**Seçilen bölüm**
Ankara'da, Fetullahçı Terör Örgütü'nün (FETÖ) 15 Temmuz darbe girişimi sırasında Cumhurbaşkanlığı Muhafız Alayı'ndaki eylemlere ilişkin davada, aralarında eski alay komutanları Muhsin Kutsi Barış ve Muhammet Tanju Poshor'un da bulunduğu 521 sanığın yargılanmasına devam edildi.
19.05.2018 12:57 Ankara'da, Fetullahçı Terör Örgütü'nün (FETÖ) 15 Temmuz darbe girişimi sırasında Cumhurbaşkanlığı Muhafız Alayı'ndaki eylemlere ilişkin davada, aralarında eski alay komutanları Muhsin Kutsi Barış ve Muhammet Tanju Poshor'un da bulunduğu 521 sanığın yargılanmasına devam edildi.
14.05.2018 GÜNKÜ DURUŞMADA YAŞANANLAR
Ankara 19. Ağır Ceza Mahkemesince, Sincan Cezaevi Yerleşkesi'ndeki salonda görülen duruşmada TRT'yi basan ekipte yer alan eski muhafız alay komutanı albay Muhammet Tanju Poshor hakim karşısına çıktı.
Sanık Poshor, darbe girişiminden önce kadrosunun Genelkurmay Başkanlığı Sekreterliğinde olduğunu ancak NATO görevi kapsamında Kosova'da görev yaptığını söyledi.

**Veri satırları**
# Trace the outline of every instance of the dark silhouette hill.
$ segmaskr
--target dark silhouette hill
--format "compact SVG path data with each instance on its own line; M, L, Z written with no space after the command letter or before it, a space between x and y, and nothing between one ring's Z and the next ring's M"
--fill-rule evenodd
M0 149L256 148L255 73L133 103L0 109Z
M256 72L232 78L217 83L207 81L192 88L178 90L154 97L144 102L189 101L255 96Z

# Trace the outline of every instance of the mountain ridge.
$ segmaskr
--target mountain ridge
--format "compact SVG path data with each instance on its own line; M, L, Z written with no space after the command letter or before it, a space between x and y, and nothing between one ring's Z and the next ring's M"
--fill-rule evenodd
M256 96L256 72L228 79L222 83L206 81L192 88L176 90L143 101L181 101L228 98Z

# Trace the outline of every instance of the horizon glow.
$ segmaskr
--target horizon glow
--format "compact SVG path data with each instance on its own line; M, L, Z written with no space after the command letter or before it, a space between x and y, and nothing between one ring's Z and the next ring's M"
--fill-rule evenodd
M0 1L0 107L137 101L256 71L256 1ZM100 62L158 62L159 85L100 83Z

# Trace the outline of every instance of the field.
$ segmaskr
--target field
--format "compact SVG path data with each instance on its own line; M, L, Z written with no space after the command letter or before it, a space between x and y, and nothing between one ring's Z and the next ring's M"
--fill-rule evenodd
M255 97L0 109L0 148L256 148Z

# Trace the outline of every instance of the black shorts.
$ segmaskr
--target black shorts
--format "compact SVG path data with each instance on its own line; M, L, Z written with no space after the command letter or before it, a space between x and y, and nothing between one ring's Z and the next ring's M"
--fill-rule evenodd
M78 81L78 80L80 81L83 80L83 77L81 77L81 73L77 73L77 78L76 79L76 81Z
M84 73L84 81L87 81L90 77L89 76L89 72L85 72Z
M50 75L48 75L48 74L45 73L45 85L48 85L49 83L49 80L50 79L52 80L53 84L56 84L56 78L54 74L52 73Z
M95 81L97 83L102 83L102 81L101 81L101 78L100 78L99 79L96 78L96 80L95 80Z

**Görev 1**
Duruşma haberine göre şu soruları yanıtlayın:
(a) Davada kaç sanık yargılanıyor?
(b) Duruşma hangi mahkemece görüldü?
(c) Poshor, NATO görevi kapsamında nerede görev yaptığını söyledi?
**Görev 2**
15 Temmuz davasına ilişkin duruşma haberini kaldığı yerden sürdürün.
Satırların bu işte hiçbir rolü yoktur.

**Yanıt 1**
(a) 521 sanık.
(b) Ankara 19. Ağır Ceza Mahkemesi.
(c) Kosova'da.

**Yanıt 2**
Demokrasiden yana olduğunu ve darbeci olmadığını iddia eden Poshor, hakkındaki suçlamaları reddetti.
Darbe girişiminin yaşandığı 15 Temmuz gecesi tuzağa düşürüldüğünü öne süren Poshor, "Tuzağa düşürüldüm, ikballeri için bize tuzak kuranları lanetliyorum. İnanıyorum ki bunların çirkin yüzleri ortaya çıkacaktır." dedi.
Sanık Poshor, darbe girişiminden bir gün önce yıllık izin için görevli bulunduğu Kosova'dan Türkiye'ye geldiğini anlattı.
Dönemin Genelkurmay İkinci Başkanı Orgeneral Yaşar Güler'in emir subaylığı makamından tanımadığı bir kişi tarafından arandığını ileri süren Poshor, söz konusu kişinin Cumhurbaşkanlığı Muhafız Alayı'nca yapılacak tatbikatta gözlemci olarak görevlendirildiğini söylediğini iddia etti.
Bunun üzerine 15 Temmuz'da eski görev yeri Muhafız Alayı'na gittiğini belirten Poshor, sanık eski albay Barış ile görüştüğünü kaydetti.
"Darbe yapıyorsanız yardım edelim"
Poshor, Barış'ın, silahlı terör örgütü DEAŞ'ın TRT'ye saldırı düzenleyeceği bilgisini kendisiyle paylaştığını ileri sürerek, güvenliği sağlamak amacıyla TRT'ye giden askerlere katıldığını söyledi.
Bir TRT personelinin, "Eğer darbe yapıyorsanız söyleyin, size yardım edelim, kurtulalım şu adamlardan." dediğini savunan Poshor, "Bu kişinin dışarıda olduğunu, tutuklanmadığını biliyorum. O şahsa darbe falan olmadığını, İŞİD'in saldırısına karşı buraya geldiğimizi söyledim." şeklinde savunma yaptı.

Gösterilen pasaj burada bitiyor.